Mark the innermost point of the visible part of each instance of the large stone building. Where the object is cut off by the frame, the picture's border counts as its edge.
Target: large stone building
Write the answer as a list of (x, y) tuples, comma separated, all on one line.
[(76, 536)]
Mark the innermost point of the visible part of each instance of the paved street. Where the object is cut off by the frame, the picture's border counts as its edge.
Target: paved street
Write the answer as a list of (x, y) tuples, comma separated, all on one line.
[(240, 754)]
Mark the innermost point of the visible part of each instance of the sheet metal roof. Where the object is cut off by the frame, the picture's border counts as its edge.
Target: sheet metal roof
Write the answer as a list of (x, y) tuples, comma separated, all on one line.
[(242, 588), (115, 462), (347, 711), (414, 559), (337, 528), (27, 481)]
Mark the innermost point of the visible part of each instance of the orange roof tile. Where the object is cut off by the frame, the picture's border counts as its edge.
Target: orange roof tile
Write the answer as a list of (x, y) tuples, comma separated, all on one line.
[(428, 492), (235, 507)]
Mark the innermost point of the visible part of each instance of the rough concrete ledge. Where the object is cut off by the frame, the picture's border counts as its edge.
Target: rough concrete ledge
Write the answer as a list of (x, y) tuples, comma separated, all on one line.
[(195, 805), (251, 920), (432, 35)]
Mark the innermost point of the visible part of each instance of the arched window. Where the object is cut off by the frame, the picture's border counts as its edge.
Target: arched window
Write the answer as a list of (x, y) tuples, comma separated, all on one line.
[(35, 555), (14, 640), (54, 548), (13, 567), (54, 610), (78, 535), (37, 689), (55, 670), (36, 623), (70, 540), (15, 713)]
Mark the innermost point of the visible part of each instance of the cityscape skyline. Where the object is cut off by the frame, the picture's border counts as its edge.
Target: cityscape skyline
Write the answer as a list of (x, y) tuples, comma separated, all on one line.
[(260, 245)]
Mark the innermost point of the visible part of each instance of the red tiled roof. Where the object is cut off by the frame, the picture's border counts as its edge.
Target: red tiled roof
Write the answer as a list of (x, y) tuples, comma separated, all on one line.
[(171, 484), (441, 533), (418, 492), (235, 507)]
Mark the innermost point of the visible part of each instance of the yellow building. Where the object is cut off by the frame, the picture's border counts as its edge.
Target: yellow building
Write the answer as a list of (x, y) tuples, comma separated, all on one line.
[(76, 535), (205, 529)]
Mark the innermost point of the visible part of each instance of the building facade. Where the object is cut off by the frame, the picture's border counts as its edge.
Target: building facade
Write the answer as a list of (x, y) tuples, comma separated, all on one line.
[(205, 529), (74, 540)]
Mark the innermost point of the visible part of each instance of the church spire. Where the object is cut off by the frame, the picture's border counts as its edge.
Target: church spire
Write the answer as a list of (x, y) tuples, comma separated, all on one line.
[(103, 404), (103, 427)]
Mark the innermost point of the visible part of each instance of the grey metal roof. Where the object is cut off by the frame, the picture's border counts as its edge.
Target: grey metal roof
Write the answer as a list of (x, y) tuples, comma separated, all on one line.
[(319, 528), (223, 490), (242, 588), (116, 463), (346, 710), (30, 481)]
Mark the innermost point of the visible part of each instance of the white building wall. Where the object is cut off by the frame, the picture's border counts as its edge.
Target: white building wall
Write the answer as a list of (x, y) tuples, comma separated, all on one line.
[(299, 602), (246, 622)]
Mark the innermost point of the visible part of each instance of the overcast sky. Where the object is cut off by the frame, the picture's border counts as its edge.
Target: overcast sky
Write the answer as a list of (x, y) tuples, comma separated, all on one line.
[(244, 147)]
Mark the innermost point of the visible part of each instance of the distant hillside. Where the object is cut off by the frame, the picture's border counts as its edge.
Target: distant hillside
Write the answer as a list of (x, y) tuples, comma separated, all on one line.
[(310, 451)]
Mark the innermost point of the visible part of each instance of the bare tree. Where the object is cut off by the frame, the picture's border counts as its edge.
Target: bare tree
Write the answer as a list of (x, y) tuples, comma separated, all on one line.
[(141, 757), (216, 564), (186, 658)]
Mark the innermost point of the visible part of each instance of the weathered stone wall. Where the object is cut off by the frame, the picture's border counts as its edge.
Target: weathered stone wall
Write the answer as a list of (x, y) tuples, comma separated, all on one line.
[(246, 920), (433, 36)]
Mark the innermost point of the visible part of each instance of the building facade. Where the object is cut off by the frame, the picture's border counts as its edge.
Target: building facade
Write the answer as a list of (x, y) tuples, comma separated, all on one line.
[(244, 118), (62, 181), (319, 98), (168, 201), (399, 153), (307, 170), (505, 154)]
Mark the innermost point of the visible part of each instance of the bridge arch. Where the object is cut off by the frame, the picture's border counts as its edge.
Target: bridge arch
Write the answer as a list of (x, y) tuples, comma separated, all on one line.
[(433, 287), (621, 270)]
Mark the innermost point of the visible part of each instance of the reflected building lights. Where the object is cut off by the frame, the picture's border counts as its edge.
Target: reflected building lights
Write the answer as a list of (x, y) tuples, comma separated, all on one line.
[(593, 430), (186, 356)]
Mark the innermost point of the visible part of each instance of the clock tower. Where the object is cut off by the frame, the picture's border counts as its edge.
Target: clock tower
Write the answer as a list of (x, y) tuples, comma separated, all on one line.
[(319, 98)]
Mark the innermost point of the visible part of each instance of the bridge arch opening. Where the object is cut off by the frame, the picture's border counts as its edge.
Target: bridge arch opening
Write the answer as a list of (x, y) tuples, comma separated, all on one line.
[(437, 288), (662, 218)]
==
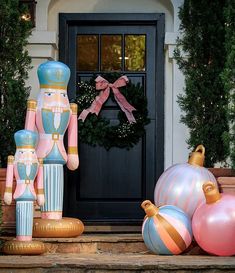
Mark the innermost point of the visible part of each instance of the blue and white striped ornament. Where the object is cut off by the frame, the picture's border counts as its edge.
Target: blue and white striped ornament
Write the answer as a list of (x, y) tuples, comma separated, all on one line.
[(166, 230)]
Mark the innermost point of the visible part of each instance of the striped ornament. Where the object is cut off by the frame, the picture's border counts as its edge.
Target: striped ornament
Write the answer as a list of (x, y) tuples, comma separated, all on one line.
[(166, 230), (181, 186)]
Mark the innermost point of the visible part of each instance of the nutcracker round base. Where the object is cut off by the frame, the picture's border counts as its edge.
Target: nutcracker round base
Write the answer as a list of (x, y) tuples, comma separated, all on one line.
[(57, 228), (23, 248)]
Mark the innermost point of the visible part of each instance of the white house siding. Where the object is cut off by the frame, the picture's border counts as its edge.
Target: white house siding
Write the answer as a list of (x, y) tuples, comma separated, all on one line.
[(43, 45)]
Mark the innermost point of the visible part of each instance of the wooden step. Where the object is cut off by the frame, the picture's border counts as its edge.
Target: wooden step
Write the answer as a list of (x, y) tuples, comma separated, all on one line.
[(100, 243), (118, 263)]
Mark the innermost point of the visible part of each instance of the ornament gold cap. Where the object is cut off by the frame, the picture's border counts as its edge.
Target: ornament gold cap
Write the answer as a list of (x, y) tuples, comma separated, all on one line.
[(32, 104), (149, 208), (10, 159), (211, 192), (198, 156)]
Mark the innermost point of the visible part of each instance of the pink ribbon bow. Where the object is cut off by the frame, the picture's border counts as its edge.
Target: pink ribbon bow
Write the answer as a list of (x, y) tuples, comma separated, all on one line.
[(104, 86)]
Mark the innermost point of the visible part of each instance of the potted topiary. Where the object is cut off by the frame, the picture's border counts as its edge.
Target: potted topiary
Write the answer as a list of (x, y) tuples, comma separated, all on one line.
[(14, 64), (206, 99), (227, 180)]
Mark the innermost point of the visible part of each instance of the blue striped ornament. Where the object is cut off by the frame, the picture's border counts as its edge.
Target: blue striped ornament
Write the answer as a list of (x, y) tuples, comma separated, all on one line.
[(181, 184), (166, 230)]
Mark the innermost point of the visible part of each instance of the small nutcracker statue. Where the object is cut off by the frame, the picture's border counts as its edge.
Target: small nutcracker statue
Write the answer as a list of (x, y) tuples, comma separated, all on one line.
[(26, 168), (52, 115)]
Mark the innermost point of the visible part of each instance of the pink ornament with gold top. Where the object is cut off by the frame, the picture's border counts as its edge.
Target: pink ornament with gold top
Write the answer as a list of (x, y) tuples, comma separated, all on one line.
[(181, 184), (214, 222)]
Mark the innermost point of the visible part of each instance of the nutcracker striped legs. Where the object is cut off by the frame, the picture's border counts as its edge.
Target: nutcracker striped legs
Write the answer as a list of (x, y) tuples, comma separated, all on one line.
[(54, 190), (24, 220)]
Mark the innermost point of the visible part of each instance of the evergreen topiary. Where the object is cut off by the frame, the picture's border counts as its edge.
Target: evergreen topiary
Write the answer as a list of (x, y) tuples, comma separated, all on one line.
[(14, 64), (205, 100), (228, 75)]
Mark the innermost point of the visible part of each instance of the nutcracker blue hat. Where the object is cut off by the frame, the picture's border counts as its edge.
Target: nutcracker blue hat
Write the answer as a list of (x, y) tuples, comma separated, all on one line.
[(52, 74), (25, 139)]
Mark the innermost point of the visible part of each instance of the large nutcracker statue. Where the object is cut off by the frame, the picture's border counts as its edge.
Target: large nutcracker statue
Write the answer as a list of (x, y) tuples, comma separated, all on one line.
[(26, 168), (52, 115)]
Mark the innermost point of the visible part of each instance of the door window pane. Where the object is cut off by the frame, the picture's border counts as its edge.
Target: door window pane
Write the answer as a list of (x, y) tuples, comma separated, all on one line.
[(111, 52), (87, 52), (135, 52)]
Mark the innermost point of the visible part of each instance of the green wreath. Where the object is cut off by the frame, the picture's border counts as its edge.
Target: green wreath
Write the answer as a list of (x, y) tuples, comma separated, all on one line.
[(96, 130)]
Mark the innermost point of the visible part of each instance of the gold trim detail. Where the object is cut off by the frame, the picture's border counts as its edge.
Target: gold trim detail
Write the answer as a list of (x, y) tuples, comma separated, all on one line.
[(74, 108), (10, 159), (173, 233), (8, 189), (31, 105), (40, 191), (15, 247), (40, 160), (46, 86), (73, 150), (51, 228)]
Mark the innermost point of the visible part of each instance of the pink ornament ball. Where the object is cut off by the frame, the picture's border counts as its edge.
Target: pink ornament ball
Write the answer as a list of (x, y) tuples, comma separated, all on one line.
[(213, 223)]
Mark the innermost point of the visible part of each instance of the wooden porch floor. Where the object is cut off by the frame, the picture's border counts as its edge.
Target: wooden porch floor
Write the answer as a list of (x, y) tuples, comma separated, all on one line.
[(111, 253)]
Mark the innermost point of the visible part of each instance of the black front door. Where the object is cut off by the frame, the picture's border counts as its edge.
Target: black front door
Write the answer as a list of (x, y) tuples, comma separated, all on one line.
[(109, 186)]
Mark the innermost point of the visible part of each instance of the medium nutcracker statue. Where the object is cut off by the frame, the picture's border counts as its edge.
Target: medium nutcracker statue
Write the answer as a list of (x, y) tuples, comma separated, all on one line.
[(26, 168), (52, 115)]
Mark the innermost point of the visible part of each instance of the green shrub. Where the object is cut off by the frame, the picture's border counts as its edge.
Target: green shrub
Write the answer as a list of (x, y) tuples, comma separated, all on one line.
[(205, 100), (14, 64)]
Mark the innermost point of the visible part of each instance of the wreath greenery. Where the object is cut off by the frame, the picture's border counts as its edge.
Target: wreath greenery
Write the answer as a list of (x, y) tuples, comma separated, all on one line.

### Problem requirements
Between the lines holding "the nutcracker blue" and "[(52, 74), (25, 139)]", inclusive, express each of these records as one row of a two-column CSV with the columns request_text and answer_points. Put each value in a single quoted field and turn any line breaks into spaces.

### Result of this task
request_text,answer_points
"Mark the innermost point of the visible part of each instance of the nutcracker blue hat. Where the object is cut off by the frame, the picture's border counts as its edge. Target: nutcracker blue hat Write the answer as a list of (x, y) tuples, comma separated, all on one line.","[(52, 74), (25, 139)]"